**** Entries shown ****
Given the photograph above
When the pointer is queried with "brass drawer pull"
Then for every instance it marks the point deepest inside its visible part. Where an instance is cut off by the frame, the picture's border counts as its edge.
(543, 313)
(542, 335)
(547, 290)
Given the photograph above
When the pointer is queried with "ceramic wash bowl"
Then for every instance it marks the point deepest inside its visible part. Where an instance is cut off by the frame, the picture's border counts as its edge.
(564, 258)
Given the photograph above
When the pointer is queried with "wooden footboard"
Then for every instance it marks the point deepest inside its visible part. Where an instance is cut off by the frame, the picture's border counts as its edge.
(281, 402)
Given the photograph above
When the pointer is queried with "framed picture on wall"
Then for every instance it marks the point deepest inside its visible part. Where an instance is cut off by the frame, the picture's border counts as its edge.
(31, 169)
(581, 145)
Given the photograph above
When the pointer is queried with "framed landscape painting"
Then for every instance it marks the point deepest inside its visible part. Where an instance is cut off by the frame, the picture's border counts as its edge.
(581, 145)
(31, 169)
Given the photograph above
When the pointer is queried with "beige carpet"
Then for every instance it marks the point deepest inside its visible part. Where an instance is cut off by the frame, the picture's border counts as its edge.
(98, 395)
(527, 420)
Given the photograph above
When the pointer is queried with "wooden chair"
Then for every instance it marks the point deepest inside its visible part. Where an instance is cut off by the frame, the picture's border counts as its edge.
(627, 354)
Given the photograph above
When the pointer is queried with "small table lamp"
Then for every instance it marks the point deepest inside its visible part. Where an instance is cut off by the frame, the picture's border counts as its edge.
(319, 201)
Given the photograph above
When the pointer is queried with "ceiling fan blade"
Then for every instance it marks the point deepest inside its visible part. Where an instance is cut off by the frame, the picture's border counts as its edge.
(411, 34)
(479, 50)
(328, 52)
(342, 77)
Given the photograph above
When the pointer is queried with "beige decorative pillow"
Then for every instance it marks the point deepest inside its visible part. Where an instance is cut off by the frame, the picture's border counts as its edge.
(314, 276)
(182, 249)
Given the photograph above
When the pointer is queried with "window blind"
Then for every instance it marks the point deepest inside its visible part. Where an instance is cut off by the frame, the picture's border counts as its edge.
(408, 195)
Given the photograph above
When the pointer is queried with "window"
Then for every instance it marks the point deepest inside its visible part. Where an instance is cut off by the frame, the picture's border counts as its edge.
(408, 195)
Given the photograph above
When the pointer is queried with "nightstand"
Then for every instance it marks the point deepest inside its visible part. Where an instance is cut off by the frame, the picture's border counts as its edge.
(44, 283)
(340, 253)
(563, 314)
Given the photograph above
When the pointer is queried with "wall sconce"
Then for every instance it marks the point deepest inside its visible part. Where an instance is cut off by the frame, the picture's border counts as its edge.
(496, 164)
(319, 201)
****
**Stated goal:** Quote all the records exactly, please, leaving none out.

**Result:**
Given the photograph above
When the pointer is queried with "brass drawer pull"
Then for every instance it marks the point deepest inside its visible part. Where an instance is cut off by the frame, the picture's border counts as its edge.
(543, 313)
(542, 335)
(547, 290)
Given the photograph above
When the pointer is queried with "ceramic wash bowl"
Then for every instance it marks the point deepest inside its visible part. Where an instance is cut off by the frame, the picture's border counts as its edge.
(564, 258)
Given the photograph above
When the pointer is queried with "wooden footboard"
Then for every instance it marks the point deepest inside its visible part. Where an instance is cut off by the frame, the picture's border counts as its edge.
(281, 402)
Given the photograph above
When the pointer is queried with "framed picture on wall"
Then for every instance it marks the point deepest inside its visible part. Where an instance is cut off by the frame, the picture's border counts as its edge.
(31, 169)
(581, 145)
Given the photograph above
When the pointer is queried with "framed landscape painting"
Then for every instance it marks the point deepest inside its visible part. Where an instance is cut off by the frame, the picture's border counts as its edge.
(581, 145)
(31, 169)
Given the photograph above
When the pointer is queried with "beige carpet"
Then for every instance it marks the point deepest inside its visible part. Where an instance is cut off by the frame, the picture's border counts as its edge.
(98, 395)
(527, 420)
Given the photograph above
When the pointer is queried with "wooden chair"
Then for every instance it marks the point deepest inside its visible part. Where an instance is cut off by the frame, the picture's border counts as its edge.
(627, 354)
Given the photograph above
When the pointer is queried with "small table lamp"
Then for every instance it marks the point deepest inside its visible part. Where an instance is cut off by the frame, the picture's border counts as its edge.
(319, 201)
Given the photograph above
When the pointer is queried with "ceiling fan blade"
Then for every instance it marks the point deepest inside its visible part. Where an instance is cut off by the frame, the picture's border counts as its edge.
(411, 34)
(479, 50)
(328, 52)
(342, 77)
Given the photograph above
When the pointer is queried with "beige decorative pillow"
Then for every instance it marks the point deepest inside its visible part. Where an instance is cut off by the frame, the picture's border counts as its edge.
(314, 276)
(182, 249)
Given the photograph above
When the pointer is queried with "window blind"
Then for every instance it marks the point deepest inside its visible part. Where an instance is cut off by the frame, the picture's border counts as its edge.
(408, 195)
Given the photograph above
When the pointer is queried with "window"
Then for every instance it marks the point deepest inside its visible part. Where an instance is cut off by the frame, the picture's border counts as its edge.
(408, 195)
Given the photograph above
When the pointer is queried with "nightstand"
Then for every instance it marks the point deepest inside its visible part. Where an instance is cut off by the frame, the picture's border counts as its edge.
(44, 283)
(340, 253)
(563, 314)
Given the photograph above
When the pointer is queried with "wall sconce"
Then for every instance it marks the point deepest inside its visible part. Where an instance is cut off by the frame, the picture's border counts as its edge.
(496, 164)
(319, 201)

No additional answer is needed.